### Work item
The answer is a stretch of the material below, returned exactly: the line containing "Task: mark one dot on every instance of the dark background", the line containing "Task: mark one dot on every instance of the green leaf", and all lines between.
---------- Data under study ----------
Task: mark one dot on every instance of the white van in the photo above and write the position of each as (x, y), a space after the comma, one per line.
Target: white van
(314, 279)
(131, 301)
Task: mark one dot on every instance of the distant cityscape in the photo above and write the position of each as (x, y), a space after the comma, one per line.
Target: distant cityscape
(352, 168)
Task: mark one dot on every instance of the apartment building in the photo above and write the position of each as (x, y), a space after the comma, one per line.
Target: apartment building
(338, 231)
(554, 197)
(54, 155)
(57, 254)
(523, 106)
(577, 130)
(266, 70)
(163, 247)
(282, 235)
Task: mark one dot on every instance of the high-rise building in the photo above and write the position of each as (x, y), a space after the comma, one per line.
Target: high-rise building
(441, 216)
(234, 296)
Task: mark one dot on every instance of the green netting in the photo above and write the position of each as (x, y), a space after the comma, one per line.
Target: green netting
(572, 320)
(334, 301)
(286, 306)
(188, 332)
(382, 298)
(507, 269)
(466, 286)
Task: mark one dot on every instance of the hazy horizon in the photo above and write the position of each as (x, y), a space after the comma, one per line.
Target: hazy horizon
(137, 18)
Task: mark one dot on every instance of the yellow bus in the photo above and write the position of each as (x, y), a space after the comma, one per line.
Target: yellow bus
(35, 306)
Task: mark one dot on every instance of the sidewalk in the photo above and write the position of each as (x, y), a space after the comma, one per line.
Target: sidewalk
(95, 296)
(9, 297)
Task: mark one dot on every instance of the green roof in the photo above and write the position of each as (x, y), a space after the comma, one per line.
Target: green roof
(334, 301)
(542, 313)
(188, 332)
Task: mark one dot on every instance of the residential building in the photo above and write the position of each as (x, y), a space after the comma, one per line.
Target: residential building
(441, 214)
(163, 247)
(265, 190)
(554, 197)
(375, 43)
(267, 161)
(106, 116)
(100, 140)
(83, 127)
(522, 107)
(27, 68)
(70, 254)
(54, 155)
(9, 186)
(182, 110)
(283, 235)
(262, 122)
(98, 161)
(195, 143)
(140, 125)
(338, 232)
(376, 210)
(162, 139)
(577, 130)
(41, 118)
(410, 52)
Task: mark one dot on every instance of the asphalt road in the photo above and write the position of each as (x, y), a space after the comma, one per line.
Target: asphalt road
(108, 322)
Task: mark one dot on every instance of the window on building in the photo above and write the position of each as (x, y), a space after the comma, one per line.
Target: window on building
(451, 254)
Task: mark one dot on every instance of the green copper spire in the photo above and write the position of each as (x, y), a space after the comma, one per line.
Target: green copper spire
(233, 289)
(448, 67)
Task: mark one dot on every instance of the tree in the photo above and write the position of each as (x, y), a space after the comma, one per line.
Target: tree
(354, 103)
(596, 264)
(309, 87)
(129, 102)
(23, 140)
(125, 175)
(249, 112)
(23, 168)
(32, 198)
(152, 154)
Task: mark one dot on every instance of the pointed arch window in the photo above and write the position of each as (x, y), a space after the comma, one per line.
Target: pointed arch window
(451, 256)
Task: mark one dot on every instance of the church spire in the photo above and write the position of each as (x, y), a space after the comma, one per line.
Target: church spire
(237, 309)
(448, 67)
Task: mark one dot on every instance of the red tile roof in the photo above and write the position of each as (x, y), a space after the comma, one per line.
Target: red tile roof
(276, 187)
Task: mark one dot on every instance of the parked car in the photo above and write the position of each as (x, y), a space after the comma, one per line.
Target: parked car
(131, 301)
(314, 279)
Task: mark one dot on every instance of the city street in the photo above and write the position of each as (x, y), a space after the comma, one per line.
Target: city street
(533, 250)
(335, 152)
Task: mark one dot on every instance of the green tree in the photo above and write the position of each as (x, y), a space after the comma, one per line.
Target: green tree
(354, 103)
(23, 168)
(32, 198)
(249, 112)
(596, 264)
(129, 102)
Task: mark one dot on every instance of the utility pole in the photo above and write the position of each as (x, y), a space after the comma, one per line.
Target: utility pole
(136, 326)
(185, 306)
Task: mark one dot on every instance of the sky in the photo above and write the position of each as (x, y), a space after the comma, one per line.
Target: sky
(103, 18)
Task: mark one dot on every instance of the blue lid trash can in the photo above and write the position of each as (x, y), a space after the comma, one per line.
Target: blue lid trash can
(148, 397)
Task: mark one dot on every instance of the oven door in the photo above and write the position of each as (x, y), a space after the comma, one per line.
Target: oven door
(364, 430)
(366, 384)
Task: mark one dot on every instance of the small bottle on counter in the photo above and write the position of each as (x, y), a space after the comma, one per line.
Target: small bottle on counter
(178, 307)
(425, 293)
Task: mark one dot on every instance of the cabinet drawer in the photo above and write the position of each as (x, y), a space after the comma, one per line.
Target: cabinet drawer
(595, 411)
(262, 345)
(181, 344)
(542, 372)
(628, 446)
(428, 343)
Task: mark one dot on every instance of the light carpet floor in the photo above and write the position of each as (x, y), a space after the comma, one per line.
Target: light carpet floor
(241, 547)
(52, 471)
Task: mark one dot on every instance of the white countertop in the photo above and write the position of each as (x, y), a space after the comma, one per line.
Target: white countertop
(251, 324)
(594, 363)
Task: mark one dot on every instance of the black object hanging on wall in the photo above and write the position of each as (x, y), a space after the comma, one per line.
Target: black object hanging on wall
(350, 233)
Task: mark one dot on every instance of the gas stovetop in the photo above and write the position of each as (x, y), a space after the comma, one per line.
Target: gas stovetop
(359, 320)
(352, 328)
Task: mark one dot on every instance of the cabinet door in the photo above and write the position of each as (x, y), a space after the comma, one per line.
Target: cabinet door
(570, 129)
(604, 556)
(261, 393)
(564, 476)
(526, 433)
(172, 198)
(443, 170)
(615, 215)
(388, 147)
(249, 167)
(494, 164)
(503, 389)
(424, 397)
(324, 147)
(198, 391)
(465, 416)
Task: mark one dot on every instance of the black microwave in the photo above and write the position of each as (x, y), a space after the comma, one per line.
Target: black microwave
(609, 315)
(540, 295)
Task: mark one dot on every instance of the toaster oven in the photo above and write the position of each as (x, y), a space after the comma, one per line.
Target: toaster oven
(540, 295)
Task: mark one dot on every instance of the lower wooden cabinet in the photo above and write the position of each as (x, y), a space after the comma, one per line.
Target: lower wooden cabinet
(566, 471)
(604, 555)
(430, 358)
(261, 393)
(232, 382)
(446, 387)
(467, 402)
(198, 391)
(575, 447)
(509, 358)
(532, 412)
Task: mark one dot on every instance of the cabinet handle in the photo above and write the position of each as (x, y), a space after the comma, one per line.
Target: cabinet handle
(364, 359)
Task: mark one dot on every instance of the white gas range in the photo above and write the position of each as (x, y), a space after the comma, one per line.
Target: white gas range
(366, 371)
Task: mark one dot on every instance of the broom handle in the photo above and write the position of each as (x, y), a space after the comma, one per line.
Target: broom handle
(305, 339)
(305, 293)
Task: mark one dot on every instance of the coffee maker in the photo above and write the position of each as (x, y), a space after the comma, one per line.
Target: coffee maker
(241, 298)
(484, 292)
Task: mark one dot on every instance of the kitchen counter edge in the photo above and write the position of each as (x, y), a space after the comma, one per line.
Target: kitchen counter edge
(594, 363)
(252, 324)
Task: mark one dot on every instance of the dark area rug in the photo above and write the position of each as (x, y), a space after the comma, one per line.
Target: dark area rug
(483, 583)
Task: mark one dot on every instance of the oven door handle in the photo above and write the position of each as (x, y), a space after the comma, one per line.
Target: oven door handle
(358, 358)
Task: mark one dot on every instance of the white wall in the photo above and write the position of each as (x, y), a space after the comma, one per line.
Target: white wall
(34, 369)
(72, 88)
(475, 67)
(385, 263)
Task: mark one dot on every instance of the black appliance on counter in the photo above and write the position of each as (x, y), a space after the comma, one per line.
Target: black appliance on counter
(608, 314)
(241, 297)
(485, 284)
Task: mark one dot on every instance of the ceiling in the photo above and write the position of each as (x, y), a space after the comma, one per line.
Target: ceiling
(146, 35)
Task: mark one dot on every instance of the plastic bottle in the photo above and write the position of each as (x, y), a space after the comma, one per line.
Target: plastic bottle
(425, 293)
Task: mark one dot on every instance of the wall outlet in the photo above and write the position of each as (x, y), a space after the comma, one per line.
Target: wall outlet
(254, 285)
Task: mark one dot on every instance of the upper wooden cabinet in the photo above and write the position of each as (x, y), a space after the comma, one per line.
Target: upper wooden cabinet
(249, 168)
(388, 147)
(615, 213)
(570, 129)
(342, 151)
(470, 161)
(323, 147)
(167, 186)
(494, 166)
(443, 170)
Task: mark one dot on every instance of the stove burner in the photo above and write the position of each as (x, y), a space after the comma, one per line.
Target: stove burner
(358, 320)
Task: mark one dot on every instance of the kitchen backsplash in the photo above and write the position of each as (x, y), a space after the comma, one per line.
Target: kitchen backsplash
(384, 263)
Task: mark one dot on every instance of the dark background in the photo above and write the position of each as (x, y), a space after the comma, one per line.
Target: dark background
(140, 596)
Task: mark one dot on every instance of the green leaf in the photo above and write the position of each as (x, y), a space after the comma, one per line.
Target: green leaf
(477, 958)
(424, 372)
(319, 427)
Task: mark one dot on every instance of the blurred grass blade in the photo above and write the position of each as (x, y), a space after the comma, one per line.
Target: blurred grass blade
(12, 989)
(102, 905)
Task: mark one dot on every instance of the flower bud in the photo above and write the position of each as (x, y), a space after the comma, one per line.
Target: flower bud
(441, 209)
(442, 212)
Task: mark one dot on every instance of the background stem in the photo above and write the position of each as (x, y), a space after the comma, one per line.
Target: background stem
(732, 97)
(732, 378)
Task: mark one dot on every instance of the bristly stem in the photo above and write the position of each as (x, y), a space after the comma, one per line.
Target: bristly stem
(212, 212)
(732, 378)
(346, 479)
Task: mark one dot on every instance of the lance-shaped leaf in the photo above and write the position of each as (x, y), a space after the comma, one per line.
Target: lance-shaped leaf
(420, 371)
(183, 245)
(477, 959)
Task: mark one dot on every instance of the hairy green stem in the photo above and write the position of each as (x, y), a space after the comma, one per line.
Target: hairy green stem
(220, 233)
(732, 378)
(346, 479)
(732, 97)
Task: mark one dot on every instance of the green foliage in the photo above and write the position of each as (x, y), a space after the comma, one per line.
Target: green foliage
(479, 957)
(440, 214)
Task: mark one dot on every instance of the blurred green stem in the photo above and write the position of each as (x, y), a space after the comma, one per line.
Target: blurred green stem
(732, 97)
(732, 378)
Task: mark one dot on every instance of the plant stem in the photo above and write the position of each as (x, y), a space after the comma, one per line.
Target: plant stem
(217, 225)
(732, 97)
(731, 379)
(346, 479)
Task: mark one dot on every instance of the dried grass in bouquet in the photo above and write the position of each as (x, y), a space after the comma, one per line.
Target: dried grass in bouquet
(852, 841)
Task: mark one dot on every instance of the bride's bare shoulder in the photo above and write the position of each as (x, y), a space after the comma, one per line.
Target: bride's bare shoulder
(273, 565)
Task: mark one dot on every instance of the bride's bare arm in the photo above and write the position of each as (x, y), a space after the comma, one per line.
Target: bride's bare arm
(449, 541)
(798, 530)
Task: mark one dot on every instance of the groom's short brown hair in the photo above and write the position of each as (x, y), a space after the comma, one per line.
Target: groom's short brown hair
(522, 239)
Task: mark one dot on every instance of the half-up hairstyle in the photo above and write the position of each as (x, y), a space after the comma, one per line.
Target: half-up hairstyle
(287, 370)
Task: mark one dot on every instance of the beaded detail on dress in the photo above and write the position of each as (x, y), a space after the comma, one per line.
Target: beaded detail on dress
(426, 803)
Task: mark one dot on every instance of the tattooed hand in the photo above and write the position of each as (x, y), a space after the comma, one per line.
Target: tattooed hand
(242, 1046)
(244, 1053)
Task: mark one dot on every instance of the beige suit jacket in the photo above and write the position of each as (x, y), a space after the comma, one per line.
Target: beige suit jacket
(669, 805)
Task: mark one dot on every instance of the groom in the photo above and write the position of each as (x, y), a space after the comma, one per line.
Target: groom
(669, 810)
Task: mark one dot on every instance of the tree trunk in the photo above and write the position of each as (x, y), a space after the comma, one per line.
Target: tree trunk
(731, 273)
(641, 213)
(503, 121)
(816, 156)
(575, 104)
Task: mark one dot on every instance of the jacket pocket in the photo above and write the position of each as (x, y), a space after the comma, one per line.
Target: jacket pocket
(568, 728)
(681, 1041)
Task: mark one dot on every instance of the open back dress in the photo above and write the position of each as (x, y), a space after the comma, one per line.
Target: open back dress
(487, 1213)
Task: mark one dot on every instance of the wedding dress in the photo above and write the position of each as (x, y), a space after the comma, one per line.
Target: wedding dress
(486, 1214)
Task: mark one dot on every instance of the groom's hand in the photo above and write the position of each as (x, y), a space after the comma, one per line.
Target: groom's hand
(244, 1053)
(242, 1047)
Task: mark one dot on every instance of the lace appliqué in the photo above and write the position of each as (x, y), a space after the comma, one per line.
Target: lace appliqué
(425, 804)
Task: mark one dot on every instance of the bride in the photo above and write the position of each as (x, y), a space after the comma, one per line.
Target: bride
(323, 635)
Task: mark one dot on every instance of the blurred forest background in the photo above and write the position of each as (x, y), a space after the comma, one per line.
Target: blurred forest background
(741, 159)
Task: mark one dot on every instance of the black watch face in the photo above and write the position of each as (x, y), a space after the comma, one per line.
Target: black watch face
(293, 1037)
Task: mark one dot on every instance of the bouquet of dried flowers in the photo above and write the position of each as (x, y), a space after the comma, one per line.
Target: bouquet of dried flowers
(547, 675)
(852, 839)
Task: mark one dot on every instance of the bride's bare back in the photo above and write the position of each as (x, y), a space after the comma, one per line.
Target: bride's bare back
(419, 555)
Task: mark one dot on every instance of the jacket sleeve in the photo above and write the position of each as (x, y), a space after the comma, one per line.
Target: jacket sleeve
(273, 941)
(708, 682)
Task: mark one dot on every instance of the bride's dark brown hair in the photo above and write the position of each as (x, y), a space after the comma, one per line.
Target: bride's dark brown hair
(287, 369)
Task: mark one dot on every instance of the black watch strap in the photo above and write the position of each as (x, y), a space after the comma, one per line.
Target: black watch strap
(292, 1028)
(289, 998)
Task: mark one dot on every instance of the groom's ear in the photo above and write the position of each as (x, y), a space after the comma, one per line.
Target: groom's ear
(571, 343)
----------
### Answer section
Task: mark one dot on every instance of the dark background in the photo above and write the position of each as (x, y), a space after the comma, one per line.
Target: dark background
(140, 596)
Task: mark one dot on every instance of the green leaf in the photo above and write the position of each as (x, y), a space after the comma, one per line.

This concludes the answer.